### SET TASK
Quote the listing in full, exactly as given, minus any pictures.

### Photo object pointing records
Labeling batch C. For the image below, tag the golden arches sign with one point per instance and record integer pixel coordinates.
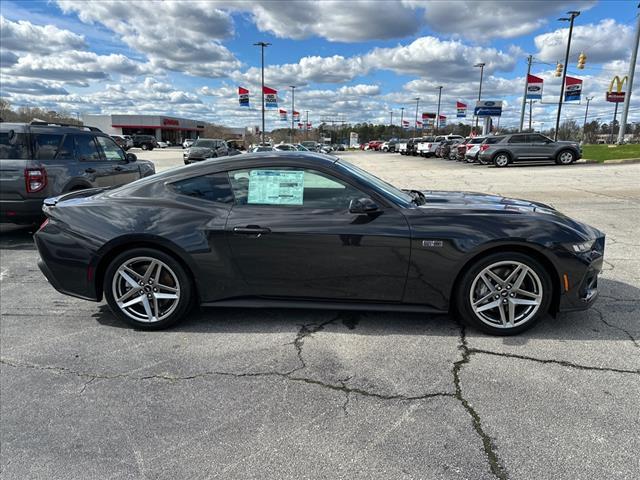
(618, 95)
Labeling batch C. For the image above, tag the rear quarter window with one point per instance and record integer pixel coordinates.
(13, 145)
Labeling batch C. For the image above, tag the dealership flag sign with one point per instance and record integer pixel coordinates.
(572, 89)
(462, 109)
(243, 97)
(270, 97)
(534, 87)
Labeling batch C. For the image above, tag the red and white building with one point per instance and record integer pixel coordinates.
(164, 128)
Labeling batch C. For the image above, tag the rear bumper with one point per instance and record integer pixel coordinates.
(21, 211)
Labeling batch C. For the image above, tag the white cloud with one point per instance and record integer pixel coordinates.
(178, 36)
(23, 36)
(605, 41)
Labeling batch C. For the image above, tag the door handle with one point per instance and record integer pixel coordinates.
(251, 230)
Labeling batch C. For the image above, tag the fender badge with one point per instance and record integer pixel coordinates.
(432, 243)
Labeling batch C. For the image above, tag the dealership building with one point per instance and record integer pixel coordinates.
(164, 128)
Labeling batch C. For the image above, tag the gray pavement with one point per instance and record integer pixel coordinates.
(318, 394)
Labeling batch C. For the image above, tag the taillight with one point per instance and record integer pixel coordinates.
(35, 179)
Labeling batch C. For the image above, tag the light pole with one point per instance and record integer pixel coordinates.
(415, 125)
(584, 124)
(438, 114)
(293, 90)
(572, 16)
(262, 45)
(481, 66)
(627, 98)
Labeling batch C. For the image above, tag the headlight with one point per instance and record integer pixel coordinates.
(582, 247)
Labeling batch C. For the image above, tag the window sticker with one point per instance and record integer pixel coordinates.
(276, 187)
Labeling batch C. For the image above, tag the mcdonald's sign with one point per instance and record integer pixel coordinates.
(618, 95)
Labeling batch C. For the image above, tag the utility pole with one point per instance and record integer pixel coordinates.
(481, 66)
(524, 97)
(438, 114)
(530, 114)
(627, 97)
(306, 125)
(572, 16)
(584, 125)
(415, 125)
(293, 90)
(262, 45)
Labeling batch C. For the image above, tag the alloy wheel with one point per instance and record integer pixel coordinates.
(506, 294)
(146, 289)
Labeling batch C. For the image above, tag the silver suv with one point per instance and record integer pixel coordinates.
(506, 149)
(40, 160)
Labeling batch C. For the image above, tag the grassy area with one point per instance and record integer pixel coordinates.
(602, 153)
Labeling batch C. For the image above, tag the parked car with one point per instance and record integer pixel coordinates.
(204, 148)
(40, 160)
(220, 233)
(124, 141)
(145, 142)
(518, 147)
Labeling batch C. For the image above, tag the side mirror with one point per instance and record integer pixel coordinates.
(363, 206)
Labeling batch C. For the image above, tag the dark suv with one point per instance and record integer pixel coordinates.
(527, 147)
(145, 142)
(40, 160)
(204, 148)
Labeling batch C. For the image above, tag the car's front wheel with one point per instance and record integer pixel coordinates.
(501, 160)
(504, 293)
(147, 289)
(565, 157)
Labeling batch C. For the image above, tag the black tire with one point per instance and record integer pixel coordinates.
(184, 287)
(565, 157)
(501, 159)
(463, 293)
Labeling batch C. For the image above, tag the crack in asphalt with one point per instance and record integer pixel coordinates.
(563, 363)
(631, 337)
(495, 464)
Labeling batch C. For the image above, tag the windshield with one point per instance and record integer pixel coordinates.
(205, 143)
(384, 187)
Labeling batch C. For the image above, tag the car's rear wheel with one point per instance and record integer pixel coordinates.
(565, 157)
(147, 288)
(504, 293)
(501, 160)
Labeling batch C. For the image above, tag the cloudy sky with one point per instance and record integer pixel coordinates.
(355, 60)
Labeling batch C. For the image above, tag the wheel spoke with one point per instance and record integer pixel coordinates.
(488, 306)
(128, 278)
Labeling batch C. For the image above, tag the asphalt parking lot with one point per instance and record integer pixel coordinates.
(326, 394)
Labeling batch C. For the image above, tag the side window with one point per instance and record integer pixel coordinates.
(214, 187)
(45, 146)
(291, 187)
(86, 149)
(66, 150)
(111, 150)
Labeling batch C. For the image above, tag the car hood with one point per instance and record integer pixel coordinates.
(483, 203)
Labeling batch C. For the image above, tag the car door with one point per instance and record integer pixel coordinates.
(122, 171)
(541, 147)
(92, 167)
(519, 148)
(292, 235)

### EXPECTED ANSWER
Labeling batch C. For the image below, tag the golden arches sign with one point per instance and record integer pixel coordinates.
(618, 95)
Labeling batch C. For the image above, tag the rear quarter window with one point per instance and record integer pixel coordinates.
(13, 145)
Labeling batch C. For the image above, tag the dealership flag sign with one point per instance and record integer pixel coordinates.
(572, 89)
(462, 109)
(243, 97)
(270, 97)
(534, 87)
Labeling batch C. For the image above, tag the red and white building with one point per instance and record integer pixel coordinates.
(164, 128)
Labeling batch C. For the image above, tag the rear bumper with one point per instance and record integer pixel coordinates.
(21, 211)
Labeling batch C. For the image above, tag the white cloud with one point per instance and record integer pixel coordinates.
(178, 36)
(23, 36)
(605, 41)
Labeling batch C. For the image above, tag the door handle with one point per instance and record integer pixel coordinates.
(251, 230)
Labeling batch C. For the image above, tag the fender badge with one point per instance and record integer pixel coordinates.
(432, 243)
Labeling batch C. For the image above, tag the dealership building with one point per instance and record integer pixel coordinates.
(164, 128)
Labeling batch C. For the image above, tag the gray pavement with one point per instance and record integer pixel coordinates.
(318, 394)
Labeling batch C. For the image above, tag the taillight with one point per instance and record integer pixel coordinates.
(35, 179)
Labeling batch C. For the image above, tag the light pole with one point per instance and record integer pixel coordinates.
(415, 125)
(584, 124)
(438, 114)
(293, 90)
(572, 16)
(262, 45)
(481, 66)
(627, 98)
Labeling batch C. For the image above, tag the headlight with one point per instance and record integer pixel coordinates.
(582, 247)
Labeling batch C. For the image above, tag the window sticker with one point per instance and record integer pixel coordinates.
(276, 187)
Labeling batch C. For the image above, tag the mcdonald's sign with one point per instance and record integer pixel coordinates.
(618, 95)
Labeling batch C. For the image above, tag the utility pole with one point per instance and record integer pixel coordinates.
(481, 66)
(524, 97)
(438, 114)
(530, 114)
(627, 97)
(306, 125)
(572, 16)
(584, 125)
(415, 125)
(293, 90)
(262, 45)
Labeling batch C. For the image above, tag the alloy wheel with one point per instance and record integer pixel coordinates.
(506, 294)
(146, 289)
Labeling batch C. For the image above, tag the silver suv with one point per instance and record integer pixel coordinates.
(506, 149)
(40, 160)
Labeling batch C. For the image above, tag the grassy area with one point per instance and record integer pixel coordinates.
(602, 153)
Labeling batch C. For the image above, tag the parked car with one point per instance and record integer pixel coordinates.
(204, 148)
(40, 160)
(220, 233)
(124, 141)
(145, 142)
(518, 147)
Labeling batch C. For the image above, tag the side mirror with one point per instance and record integer pixel coordinates.
(363, 206)
Labeling batch C. For the image above, tag the dark suv with one point per instance and record integer pixel coordinates.
(527, 147)
(145, 142)
(40, 160)
(204, 148)
Labeling batch C. For the image above, tag the car's front wheel with one point per instance and record integer pixel coordinates.
(501, 160)
(504, 293)
(147, 289)
(565, 157)
Labeling batch C. For the image above, tag the black tire with one point per instance and record integer pixel coordinates.
(184, 287)
(565, 157)
(501, 159)
(463, 293)
Labeling batch C. For the image above, tag the crack in asphalt with one point per instance and record integer pixel coordinates.
(563, 363)
(631, 337)
(495, 464)
Labeling batch C. For the image above, tag the windshield with one point per instance and record integer pixel coordinates.
(205, 143)
(384, 187)
Labeling batch C. For the image above, tag the car's rear wheel with one point per instance and record integer pixel coordinates.
(565, 157)
(147, 288)
(504, 293)
(501, 160)
Labeling batch C. For the image above, tag the cloudy sky with one point per instance and record integer pixel coordinates.
(355, 60)
Labeling batch C. For the image above, tag the wheel spoke with one point per instance and record integer pixel coordinates.
(488, 306)
(128, 278)
Labeling batch C. For the image above, tag the asphalt parking lot with one point per instance and record integer pixel coordinates.
(326, 394)
Labeling batch C. For the image above, tag the side window with one point per instance and record integer pixel coordinates.
(214, 187)
(45, 146)
(291, 187)
(86, 149)
(66, 150)
(111, 150)
Labeling batch C. For the image above, tag the car hood with one point per instance and record integer pixel coordinates.
(483, 203)
Labeling batch C. For the image above, tag the car door with one point per instance and record integer pixel coordinates.
(122, 171)
(541, 147)
(92, 167)
(519, 148)
(292, 235)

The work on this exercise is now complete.